Begin DATA LISTING

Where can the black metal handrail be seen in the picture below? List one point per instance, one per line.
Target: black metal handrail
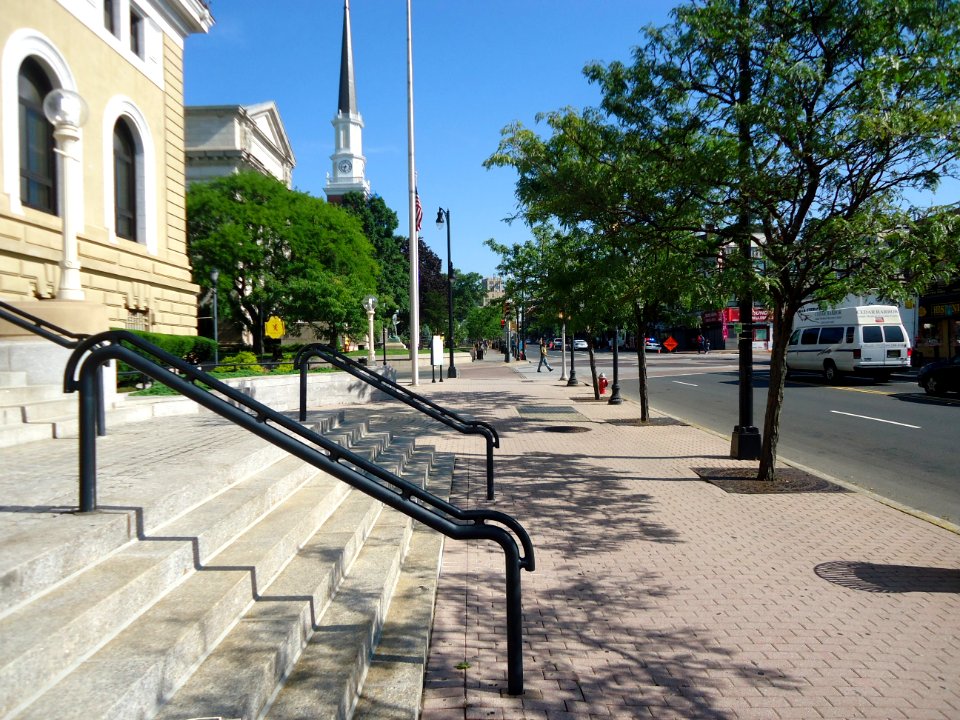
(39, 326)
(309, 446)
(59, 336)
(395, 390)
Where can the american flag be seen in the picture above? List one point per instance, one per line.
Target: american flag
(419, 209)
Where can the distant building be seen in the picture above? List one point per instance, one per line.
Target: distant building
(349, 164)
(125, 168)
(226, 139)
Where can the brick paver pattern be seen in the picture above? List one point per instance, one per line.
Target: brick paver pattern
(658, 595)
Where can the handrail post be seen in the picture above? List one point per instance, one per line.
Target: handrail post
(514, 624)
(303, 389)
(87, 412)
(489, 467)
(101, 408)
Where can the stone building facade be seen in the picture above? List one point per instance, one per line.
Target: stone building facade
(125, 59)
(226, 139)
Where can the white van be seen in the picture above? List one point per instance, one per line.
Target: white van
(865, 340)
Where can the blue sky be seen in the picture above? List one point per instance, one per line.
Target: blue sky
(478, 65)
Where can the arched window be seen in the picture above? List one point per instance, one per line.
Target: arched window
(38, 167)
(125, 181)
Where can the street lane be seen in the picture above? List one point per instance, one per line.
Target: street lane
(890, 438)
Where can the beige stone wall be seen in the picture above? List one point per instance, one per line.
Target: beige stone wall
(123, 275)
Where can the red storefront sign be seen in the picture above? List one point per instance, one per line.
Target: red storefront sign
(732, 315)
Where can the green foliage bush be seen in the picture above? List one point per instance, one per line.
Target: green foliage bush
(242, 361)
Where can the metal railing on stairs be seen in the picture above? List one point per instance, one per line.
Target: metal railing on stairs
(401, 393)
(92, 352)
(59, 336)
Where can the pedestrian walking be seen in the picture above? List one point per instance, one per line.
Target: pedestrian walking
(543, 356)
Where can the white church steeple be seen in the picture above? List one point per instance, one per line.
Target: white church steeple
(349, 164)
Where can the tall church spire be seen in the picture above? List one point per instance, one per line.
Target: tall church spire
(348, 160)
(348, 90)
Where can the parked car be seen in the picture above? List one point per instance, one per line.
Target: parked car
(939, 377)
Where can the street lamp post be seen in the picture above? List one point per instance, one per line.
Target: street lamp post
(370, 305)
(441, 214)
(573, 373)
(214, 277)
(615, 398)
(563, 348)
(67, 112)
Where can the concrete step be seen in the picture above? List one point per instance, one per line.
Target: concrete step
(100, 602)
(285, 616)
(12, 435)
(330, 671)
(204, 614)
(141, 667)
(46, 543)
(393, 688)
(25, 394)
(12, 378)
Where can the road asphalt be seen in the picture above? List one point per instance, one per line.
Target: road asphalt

End DATA LISTING
Begin DATA LISTING

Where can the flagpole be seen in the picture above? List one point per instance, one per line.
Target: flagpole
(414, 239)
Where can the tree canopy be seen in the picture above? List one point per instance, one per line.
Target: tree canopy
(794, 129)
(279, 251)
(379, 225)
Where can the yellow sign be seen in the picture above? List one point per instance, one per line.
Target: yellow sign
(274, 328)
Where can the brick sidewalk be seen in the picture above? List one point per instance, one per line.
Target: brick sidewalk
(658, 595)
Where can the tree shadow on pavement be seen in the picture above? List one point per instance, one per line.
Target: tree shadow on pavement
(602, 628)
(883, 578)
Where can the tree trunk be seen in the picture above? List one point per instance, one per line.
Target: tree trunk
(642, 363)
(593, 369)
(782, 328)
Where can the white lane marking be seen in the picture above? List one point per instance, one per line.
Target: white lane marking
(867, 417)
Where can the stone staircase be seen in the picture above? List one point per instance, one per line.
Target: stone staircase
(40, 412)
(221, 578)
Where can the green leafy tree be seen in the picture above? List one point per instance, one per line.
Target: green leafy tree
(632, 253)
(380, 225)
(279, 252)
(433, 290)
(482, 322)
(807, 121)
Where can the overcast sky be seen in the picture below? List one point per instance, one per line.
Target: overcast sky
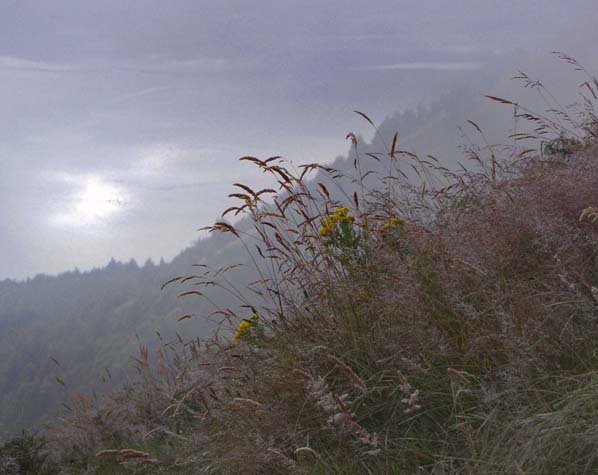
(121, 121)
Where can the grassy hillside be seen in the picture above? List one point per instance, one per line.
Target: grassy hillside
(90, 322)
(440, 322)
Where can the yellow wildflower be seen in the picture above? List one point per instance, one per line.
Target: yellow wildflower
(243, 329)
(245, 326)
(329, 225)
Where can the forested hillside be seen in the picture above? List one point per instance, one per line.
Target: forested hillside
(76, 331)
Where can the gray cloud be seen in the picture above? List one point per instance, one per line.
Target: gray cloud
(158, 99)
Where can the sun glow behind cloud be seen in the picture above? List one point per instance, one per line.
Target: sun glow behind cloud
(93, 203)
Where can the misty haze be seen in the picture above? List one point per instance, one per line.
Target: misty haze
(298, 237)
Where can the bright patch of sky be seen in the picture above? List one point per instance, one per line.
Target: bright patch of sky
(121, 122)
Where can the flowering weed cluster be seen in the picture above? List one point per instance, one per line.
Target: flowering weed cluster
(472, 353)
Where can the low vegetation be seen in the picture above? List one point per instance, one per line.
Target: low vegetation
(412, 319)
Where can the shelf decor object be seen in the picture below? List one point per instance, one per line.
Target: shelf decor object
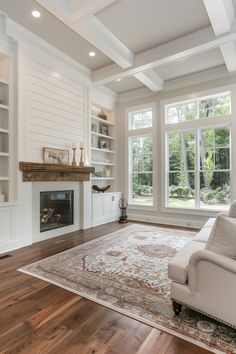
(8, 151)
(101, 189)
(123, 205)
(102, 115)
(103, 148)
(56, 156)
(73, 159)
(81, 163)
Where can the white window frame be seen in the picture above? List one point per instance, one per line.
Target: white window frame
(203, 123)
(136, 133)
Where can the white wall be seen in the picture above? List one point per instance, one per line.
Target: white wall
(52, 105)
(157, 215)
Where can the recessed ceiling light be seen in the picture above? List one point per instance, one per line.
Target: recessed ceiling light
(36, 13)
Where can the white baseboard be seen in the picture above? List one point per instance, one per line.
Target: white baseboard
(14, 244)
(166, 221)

End DATA LISTING

» **TO DO**
Return every line of the material that contains the string "misty", treating uppercase and lowercase as different.

» **TASK OUTPUT**
Where can the misty haze be seen in the picture above? List one point per instance, one per line.
Target: misty haze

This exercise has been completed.